ASSIGNMENT:
Word for word, retype the tail of the data below, starting with the line that has "the flower center" and including the last line.

PROVIDED INFORMATION:
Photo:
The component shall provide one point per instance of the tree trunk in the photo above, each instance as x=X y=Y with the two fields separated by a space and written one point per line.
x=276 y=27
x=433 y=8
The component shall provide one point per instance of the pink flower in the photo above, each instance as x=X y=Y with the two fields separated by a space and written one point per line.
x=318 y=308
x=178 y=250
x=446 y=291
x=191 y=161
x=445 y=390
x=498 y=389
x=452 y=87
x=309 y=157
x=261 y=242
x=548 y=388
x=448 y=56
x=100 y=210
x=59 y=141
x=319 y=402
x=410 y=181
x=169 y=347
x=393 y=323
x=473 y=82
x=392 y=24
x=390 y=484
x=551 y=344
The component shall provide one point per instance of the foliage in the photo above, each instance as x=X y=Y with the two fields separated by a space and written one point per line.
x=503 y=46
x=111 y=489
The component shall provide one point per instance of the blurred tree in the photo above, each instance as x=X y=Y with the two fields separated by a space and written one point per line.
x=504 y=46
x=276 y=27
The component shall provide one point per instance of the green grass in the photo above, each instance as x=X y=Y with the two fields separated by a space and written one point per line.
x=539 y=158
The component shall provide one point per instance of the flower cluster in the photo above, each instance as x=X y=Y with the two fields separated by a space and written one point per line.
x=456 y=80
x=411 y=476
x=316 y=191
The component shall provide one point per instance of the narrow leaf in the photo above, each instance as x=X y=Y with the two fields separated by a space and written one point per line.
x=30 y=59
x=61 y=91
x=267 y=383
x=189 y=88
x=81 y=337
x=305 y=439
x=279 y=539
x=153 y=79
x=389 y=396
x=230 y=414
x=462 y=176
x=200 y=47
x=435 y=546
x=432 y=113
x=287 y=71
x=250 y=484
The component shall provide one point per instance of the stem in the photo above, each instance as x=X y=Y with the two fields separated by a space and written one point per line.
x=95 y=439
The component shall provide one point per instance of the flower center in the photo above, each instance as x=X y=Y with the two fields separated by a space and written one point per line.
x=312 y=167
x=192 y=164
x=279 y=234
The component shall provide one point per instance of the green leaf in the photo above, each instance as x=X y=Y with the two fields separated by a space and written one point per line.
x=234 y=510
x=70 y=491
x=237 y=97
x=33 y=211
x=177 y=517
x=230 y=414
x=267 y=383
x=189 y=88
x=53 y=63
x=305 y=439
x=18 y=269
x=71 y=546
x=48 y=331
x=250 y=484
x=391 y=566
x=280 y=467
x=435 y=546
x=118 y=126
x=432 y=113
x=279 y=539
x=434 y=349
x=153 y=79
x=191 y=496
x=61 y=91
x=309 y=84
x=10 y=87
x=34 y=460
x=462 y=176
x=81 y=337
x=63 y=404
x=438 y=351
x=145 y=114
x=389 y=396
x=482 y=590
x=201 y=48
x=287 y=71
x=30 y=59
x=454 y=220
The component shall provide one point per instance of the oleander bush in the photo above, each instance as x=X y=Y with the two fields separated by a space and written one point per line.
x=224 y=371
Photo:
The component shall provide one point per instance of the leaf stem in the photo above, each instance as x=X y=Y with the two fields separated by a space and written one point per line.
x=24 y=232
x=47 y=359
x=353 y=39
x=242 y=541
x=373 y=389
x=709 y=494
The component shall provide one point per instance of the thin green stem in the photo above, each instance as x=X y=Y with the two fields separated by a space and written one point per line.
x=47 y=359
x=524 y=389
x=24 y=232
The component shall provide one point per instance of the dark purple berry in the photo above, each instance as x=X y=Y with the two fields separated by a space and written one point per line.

WRITTEN ANSWER:
The component shall provide one point per instance of the flower center in the photo above, each instance as x=X y=Y with the two fields separated by a space and written one point per line.
x=312 y=167
x=192 y=164
x=279 y=234
The component shall provide one point per instance of the green leaf in the photo above, each instance as x=X y=Y with the two fields separated by a space and written one point per line.
x=234 y=510
x=70 y=491
x=237 y=97
x=33 y=211
x=177 y=517
x=230 y=414
x=267 y=383
x=189 y=88
x=53 y=63
x=305 y=439
x=18 y=269
x=71 y=546
x=48 y=331
x=250 y=484
x=391 y=566
x=280 y=467
x=435 y=546
x=118 y=126
x=432 y=113
x=279 y=539
x=434 y=349
x=153 y=79
x=191 y=496
x=61 y=91
x=309 y=84
x=10 y=87
x=34 y=460
x=462 y=176
x=81 y=337
x=63 y=404
x=438 y=351
x=145 y=114
x=389 y=396
x=482 y=590
x=201 y=48
x=287 y=71
x=30 y=59
x=454 y=220
The component shall provide one point per instance of the oleander bush in the photo above, each instance as x=X y=Y with the two fields separated by a space and written one point per line.
x=224 y=371
Photo:
The component shall provide one point per instance of the leaf stem in the photo above, each instance as x=X y=Y with the two fields separated by a space and written one point per line.
x=24 y=232
x=47 y=359
x=353 y=39
x=242 y=541
x=373 y=389
x=709 y=494
The component shall provide one point per instance of the thin green stem in the photo above, each instance as x=X y=Y with the two fields separated by a space and written one point per line.
x=47 y=359
x=524 y=389
x=24 y=232
The component shall provide one point per instance of the dark purple berry in the photo above, each instance as x=X y=Y with the two fields separated by a space and written one point per line.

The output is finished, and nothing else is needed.